> WHAT IS EXPECTED:
Only an exact copy of the records, from the line with "Look at the photo above. For every instance of the yellow" through the last line, is wanted.

*** PROVIDED DATA ***

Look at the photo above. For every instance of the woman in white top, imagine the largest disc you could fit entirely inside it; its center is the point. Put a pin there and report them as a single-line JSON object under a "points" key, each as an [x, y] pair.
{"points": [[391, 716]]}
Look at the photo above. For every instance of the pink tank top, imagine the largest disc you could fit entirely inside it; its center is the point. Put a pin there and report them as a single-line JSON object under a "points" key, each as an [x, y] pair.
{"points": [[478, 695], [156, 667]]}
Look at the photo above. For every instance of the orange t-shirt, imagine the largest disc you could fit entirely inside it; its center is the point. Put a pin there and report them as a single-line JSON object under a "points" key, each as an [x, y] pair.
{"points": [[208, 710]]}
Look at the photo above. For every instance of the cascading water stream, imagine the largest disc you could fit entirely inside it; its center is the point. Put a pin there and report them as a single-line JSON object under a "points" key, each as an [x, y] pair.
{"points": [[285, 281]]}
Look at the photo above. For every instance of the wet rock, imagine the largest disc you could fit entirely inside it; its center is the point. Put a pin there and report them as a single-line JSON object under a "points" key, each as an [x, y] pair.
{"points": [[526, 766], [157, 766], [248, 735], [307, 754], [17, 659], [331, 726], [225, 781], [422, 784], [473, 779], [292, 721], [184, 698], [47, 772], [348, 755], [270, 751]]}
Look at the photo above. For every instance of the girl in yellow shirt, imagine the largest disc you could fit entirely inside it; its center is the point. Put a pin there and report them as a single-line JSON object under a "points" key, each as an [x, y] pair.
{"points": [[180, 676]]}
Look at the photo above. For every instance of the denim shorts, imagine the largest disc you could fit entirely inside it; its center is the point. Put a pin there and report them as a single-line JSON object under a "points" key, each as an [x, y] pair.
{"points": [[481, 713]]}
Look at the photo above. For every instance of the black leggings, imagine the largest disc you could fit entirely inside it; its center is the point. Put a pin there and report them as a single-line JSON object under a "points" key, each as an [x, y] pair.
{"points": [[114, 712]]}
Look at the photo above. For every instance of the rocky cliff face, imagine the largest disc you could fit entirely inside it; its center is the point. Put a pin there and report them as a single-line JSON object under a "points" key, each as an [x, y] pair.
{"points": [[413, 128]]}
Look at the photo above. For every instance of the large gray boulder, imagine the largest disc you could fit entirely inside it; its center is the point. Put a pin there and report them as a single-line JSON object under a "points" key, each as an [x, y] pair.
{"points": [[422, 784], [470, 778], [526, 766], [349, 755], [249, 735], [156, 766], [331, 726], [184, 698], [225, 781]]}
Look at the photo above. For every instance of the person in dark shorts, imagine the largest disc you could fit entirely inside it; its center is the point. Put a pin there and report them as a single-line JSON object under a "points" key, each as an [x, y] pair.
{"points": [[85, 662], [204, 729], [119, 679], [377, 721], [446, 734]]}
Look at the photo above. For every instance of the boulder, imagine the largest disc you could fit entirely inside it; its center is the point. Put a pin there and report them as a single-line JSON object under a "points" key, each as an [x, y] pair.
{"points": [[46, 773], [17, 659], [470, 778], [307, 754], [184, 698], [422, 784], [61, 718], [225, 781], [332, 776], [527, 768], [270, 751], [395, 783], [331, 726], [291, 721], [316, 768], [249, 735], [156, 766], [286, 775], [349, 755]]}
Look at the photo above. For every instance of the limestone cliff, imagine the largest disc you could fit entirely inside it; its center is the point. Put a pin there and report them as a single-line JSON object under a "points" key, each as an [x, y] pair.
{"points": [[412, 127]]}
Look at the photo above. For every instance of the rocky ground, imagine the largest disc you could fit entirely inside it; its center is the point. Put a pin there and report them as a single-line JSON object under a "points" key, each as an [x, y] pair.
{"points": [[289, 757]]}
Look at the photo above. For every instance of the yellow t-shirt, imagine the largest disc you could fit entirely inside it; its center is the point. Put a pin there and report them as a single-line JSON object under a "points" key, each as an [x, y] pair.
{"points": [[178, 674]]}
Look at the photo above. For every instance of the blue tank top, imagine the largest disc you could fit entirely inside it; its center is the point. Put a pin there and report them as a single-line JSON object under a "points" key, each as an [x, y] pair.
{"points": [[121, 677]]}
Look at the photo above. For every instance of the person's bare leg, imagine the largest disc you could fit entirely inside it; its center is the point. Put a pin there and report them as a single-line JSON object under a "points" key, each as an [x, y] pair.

*** End of PROVIDED DATA ***

> ANSWER BELOW:
Look at the photo above. For every instance of the yellow t-shirt, imagine the largest disc you could fit entirely inside it; its center is the point. Put a pin there and report them as a single-line JSON object under a "points" key, each as an [x, y] pair.
{"points": [[178, 674]]}
Look at the photo above. For every instance of the blue tank top, imagine the largest disc you could fit entirely inside it; its center is the point. Put a pin there and report them as a single-line JSON object under a "points" key, each as an [x, y] pair.
{"points": [[121, 677]]}
Look at the photo above. For every instance of the person's bare leg, imagine the largest disc you could fit entirely inside it; its center is the point. Put a pin there and report them as a single-line JSON object under a "points" key, each as an [x, y] pair.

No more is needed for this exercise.